DATA PROVIDED:
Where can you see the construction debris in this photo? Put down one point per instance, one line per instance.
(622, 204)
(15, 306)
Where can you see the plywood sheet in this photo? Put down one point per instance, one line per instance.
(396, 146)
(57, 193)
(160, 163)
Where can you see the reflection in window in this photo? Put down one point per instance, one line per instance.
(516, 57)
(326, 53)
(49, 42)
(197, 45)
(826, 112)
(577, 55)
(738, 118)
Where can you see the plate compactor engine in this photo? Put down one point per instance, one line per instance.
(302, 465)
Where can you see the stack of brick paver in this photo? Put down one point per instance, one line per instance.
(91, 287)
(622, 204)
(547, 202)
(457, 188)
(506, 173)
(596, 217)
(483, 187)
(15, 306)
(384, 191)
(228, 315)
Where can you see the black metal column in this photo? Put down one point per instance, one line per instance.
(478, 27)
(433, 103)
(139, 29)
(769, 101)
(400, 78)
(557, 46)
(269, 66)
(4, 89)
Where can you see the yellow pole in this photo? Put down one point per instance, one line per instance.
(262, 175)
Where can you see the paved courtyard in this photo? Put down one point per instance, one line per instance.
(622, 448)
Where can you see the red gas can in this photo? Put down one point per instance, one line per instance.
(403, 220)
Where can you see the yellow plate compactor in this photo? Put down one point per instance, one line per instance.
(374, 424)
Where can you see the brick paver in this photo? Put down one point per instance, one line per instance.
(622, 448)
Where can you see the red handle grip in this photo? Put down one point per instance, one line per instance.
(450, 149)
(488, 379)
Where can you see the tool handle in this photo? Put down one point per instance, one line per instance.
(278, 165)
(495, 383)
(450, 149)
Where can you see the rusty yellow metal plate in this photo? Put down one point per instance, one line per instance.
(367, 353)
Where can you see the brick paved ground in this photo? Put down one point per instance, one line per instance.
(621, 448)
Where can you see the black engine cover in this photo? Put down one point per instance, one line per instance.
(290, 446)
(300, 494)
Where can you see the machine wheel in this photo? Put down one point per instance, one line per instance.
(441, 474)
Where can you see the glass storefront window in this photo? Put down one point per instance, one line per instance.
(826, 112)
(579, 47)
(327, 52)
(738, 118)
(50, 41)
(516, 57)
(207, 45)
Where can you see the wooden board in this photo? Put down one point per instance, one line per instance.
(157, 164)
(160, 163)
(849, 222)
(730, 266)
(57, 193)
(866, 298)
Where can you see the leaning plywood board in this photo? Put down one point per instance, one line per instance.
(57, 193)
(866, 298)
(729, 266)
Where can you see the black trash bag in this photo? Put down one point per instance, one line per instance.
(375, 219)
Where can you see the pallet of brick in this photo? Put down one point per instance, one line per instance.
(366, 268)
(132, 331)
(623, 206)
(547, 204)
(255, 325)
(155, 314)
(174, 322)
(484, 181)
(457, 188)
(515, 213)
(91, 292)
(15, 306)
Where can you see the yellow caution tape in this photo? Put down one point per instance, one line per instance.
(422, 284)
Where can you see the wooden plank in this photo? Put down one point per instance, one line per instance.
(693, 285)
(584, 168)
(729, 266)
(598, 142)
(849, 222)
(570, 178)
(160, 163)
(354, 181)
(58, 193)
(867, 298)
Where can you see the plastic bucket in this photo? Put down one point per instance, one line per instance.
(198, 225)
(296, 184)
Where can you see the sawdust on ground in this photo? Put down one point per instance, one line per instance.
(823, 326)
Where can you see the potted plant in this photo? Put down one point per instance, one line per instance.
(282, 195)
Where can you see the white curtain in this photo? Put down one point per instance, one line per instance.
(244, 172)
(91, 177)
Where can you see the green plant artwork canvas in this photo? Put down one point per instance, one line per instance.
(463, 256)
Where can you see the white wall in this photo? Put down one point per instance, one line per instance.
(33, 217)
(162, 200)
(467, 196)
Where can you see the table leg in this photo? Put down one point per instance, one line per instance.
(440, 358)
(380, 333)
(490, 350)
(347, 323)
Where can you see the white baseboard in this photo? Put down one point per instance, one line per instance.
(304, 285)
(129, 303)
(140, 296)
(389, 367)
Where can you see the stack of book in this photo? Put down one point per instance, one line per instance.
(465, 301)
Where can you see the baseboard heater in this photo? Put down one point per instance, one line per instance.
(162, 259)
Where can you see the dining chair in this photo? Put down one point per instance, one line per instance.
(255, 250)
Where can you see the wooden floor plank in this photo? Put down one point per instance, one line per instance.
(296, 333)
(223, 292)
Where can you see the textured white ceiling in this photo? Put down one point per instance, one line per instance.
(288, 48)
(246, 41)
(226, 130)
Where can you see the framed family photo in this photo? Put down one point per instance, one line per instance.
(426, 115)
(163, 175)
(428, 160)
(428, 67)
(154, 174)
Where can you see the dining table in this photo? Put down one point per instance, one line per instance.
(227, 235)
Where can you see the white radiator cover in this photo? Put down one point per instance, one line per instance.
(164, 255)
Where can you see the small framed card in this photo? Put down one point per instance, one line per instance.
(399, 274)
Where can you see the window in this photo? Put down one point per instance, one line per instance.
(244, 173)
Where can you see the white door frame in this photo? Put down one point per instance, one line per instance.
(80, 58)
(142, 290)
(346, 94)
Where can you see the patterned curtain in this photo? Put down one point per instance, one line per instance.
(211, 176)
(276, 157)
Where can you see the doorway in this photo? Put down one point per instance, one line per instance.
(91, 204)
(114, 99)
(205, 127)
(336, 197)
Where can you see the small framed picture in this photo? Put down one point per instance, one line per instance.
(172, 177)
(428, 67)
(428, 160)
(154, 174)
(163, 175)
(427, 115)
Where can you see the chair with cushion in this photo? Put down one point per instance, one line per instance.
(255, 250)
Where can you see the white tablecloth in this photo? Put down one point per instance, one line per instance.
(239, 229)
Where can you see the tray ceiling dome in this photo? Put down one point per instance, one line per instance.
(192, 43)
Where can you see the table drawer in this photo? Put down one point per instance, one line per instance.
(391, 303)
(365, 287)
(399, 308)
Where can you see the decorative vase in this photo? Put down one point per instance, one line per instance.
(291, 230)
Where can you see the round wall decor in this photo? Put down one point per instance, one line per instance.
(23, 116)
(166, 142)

GIVEN INSTRUCTION:
Starting at the line that contains "Where can you see the dining table", repeat each line exactly through the last one in the listing. Include both of those lines and nothing more.

ANSWER IN FULL:
Where can you see the dining table in this photo? Put down one point per instance, one line per instance.
(227, 235)
Where can you see the white radiator cover in this photo? Put down one point per instance, one line per instance.
(164, 255)
Where can you see the small framed card in this photo? Put down one point per instance, one line per instance.
(399, 274)
Where can you see the window in this photo? Put down one point per instance, one line per instance.
(244, 173)
Where can you see the white door frame in this photo? Put down one point per instance, one line per instance.
(80, 58)
(142, 290)
(346, 94)
Where can you see the patterned curtain in this photo? Put down one point per instance, one line per instance.
(211, 176)
(276, 157)
Where can you see the doorway in this photo? Put down one point per instance, one line per instance.
(91, 204)
(114, 99)
(205, 127)
(336, 197)
Where can you see the small framed picture in this photo? Put down one point per instance, one line per instance.
(172, 177)
(428, 67)
(428, 160)
(154, 174)
(163, 175)
(427, 115)
Where can you see the chair with cushion in this photo? Put down one point per instance, one line per instance.
(255, 250)
Where can you see the white tablecloth in this photo? Put down one point per instance, one line per instance.
(239, 229)
Where can you see the tray ceiling dome in this photo? Put down one point per instance, one line per instance.
(192, 43)
Where can you see the table drawer in this photo? Put down one point per instance, one line per instance.
(391, 303)
(365, 287)
(399, 308)
Where can you see the decorative vase in this photo? Put down one point per instance, one line per instance.
(291, 230)
Where can you see the round wall decor in this photo? Put down one point per instance, one line per instance.
(23, 116)
(166, 142)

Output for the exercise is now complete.